What is asked:
Copy out the records word for word, from the line containing "dew-covered web, shaped like this sample" through the end of the records, both ends included.

Dataset excerpts on pointing at objects:
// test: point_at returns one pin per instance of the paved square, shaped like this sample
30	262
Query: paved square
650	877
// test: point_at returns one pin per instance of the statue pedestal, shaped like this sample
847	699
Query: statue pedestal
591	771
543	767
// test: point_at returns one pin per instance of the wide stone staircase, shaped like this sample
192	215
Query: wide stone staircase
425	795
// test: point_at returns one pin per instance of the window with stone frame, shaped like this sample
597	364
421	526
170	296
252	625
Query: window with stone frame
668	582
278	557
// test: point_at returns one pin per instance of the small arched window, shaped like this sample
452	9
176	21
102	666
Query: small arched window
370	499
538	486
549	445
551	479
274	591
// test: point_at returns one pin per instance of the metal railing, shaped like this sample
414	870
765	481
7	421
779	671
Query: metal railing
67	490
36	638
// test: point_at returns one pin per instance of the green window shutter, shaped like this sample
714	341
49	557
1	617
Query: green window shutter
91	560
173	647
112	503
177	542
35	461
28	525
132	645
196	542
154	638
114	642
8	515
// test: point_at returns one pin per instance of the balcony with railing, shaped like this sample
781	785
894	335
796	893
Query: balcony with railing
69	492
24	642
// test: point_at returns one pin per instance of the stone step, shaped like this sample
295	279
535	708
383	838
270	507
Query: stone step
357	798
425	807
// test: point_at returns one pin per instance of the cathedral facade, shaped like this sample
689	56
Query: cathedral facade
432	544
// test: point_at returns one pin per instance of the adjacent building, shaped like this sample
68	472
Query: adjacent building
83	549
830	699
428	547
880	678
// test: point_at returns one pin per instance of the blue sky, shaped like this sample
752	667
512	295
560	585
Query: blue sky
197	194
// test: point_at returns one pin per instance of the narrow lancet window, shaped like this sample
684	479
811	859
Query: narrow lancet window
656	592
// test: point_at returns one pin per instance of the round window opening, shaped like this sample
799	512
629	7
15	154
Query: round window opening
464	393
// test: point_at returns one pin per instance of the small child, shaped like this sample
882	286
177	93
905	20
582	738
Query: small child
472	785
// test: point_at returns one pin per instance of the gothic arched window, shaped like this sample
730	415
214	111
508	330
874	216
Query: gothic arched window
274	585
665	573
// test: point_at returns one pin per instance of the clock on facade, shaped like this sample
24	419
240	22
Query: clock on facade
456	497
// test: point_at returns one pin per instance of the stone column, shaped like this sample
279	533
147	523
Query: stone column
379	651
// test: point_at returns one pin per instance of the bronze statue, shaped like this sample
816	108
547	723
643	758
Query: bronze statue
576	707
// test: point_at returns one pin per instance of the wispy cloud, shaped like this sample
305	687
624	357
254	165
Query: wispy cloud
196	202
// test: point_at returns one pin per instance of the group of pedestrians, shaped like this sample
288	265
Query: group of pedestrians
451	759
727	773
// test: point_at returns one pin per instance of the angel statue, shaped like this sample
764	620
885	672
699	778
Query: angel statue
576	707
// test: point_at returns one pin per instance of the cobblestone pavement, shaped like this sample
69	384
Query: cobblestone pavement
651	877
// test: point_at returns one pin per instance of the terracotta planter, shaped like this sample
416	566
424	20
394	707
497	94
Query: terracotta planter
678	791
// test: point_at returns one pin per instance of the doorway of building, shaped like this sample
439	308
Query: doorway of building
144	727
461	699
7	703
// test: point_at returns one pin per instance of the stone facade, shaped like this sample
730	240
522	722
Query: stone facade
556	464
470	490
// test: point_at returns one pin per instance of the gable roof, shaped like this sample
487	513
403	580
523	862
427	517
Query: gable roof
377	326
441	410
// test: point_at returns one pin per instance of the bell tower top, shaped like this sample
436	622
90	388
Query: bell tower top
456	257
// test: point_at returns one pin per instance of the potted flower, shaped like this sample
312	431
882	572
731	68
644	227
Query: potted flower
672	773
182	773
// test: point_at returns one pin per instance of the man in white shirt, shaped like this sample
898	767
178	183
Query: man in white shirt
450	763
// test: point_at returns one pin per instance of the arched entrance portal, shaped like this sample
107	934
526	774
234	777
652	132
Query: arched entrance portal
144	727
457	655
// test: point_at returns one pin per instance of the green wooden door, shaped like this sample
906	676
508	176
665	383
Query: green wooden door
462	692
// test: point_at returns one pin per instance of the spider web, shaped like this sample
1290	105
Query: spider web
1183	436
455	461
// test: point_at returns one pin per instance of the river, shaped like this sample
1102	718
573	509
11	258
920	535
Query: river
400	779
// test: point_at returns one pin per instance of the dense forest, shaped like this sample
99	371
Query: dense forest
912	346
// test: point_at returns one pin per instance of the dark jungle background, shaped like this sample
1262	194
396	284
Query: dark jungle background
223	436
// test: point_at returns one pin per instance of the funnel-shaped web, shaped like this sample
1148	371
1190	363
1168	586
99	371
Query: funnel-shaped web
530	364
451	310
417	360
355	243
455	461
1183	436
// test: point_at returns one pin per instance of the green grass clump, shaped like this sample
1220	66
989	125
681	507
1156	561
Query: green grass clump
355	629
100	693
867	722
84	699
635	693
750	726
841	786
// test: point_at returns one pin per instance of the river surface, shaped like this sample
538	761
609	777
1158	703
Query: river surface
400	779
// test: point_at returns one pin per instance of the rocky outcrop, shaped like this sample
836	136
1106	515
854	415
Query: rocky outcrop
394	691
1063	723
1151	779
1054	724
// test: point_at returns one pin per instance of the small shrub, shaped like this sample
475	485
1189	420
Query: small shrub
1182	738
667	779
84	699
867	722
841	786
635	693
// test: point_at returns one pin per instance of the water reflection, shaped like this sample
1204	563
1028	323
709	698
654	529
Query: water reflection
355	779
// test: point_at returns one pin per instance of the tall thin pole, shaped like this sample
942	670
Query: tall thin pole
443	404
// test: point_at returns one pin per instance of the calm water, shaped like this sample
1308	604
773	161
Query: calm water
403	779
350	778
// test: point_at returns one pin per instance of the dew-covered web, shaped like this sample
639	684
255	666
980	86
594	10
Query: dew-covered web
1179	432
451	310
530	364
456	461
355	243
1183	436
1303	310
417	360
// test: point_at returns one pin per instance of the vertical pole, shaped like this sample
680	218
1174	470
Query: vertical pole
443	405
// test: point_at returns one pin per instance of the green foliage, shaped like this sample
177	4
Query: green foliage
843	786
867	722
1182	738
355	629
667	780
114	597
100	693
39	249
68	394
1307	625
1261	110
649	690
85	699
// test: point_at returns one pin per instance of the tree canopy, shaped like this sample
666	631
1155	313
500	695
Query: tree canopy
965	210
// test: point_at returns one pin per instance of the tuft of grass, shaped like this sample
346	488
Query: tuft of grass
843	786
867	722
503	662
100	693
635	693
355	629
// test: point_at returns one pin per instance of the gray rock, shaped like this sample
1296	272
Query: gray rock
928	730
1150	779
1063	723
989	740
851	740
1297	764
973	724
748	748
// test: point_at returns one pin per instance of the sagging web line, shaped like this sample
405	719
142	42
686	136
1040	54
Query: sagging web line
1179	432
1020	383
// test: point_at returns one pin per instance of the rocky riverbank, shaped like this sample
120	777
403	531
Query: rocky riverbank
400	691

The reply:
// test: point_at returns one pin per instance of the dew-covered web, shaped like this sample
639	684
255	666
980	86
594	10
Query: dew-covered web
1179	432
451	310
530	364
456	461
355	243
1183	436
1303	310
417	360
// test: point_at returns one pin per instance of the vertical pole, shaped like this sample
680	218
1174	470
Query: vertical pole
443	405
// test: point_at returns one pin per instance of the green foliage, shaped like this sample
177	4
Query: green foliage
843	786
867	722
1182	738
355	629
667	780
114	597
100	693
39	249
68	394
1307	625
1261	110
649	690
85	699
// test: point_at returns one pin per instance of the tree canopy, shaped like this sample
666	631
1155	313
500	695
Query: tree canopy
965	210
// test: point_at returns one pin per instance of the tuft of grass, shaped like this sample
346	488
Query: tuft of grass
843	786
867	722
503	662
100	693
635	693
355	629
// test: point_at returns one pin per instance of the gray rock, shaped like this sample
1296	272
Query: gray rock
928	730
1150	779
1063	723
989	740
851	740
1297	764
973	724
748	748
// test: point_at returns one pin per instance of the sagging web line, shaped like this sample
405	719
142	42
686	136
1040	54
Query: sagging web line
1179	432
1020	383
// test: point_at returns one pin per instance of the rocky riverbank, shaped like this sample
120	777
403	531
Query: rocky riverbank
400	691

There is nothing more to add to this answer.